УСЛОВИЯ ЗАДАНИЙ:
**a)** Почему, согласно отрывку о повести «Один день Ивана Денисовича», эта повесть не могла претендовать даже на рецензию с отказом? Ответьте в одном–трех предложениях.
**b)** Продолжите отрывок о повести «Один день Ивана Денисовича», начав сразу после его последнего предложения.

ПРЕДЛОЖЕННЫЙ ОТРЫВОК:

Если бы никому не ведомый Александр Исаевич принес «Один день…» в журнал сам, эффект был бы тот же… В папку «Самотек» попадали рукописи случайных людей, иногда графоманов. Эти рукописи, как правило, отдавали внештатным рецензентам, которые за скромный гонорар писали отзывы типа: «Уважаемый NN, к сожалению, мы не можем опубликовать ваш роман „Урожай“». Далее шло обоснование сего прискорбного факта. Если автор был безнадежен, рецензент в завуалированной форме рекомендовал ему заняться чем-то более полезным. Если же проявлял хоть малейшие проблески таланта, то ему давались кое-какие советы.

Но повесть Солженицына не могла претендовать даже на такую рецензию. Она имела коренной дефект: была написана о советских концлагерях, то есть на запрещенную тему.

И кто бы ни был ее автором, повесть не напечатали бы ни при каких обстоятельствах. Так стоило ли рецензенту портить глаза и разбирать слепые, густо напечатанные на плохой машинке страницы в школьной тетради?

Не проще ли было, даже не читая, отвергнуть рукопись? Забраковать ее раз и навсегда? От греха подальше.

Но бог правду видит… В тот день Берзер засиделась в редакции допоздна, а перед уходом вспомнила, что в папке «Самотек» скопилось чересчур много непрочитанного и неотрецензированного материала. И решила взять хотя бы несколько рукописей для прочтения. И первая же рукопись, которая попалась ей на глаза, была тетрадка с «Одним днем Ивана Денисовича». Ася мельком взглянула в нее и… унесла к себе домой.

Далее в Версии номер 2 имеются две детали, которые кажутся мне неубедительными. Будто бы, перепечатав у несравненных новомирских машинисток солженицынскую повесть, Брезер постаралась вручить ее Твардовскому в отсутствие трех ведущих членов редколлегии. Опасалась, что из страха за журнал, да и за самих себя, они отговорят Твардовского дать ход рукописи. Мне в это не верится. По-моему, за годы работы в «Новом мире» ведущие члены редколлегии доказали свою смелость.

ЗАПИСАННЫЕ ДАННЫЕ:
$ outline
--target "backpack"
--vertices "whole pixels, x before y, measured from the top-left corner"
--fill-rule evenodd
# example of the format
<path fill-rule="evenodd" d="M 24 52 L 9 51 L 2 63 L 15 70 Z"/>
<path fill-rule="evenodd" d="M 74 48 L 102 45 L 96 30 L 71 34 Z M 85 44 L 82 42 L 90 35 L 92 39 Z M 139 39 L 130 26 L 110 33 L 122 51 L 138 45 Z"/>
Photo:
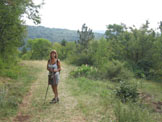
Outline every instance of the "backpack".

ОТВЕТЫ ПО ПОРЯДКУ:
**a)** Повесть имела коренной дефект: она была написана о советских концлагерях, то есть на запрещенную тему. Поэтому ее не напечатали бы ни при каких обстоятельствах, кто бы ни был ее автором.

**b)**
И вторая деталь: будто бы, передавая Твардовскому рукопись «Одного дня…», Ася упомянула, что герой этой повести «простой крестьянин», и якобы Твардовский клюнул именно на «крестьянина». Иначе не сел бы сразу читать… И в это не очень верится.

Ну а что было потом, мое поколение помнит, ибо все мы прочли в «Новом мире» великую повесть «Один день Ивана Денисовича».

В заключение хочу сказать, что многие подробности этих двух версий мне поведала Марина Владимировна Иванова – подруга, с которой мы были дружны со студенческих лет до дня ее смерти в 1986 году, стало быть, полвека. Марина Иванова – а для меня Муха-Мухочка – также была редактором «Одного дня…», но не в журнале, а в издательстве «Советский писатель».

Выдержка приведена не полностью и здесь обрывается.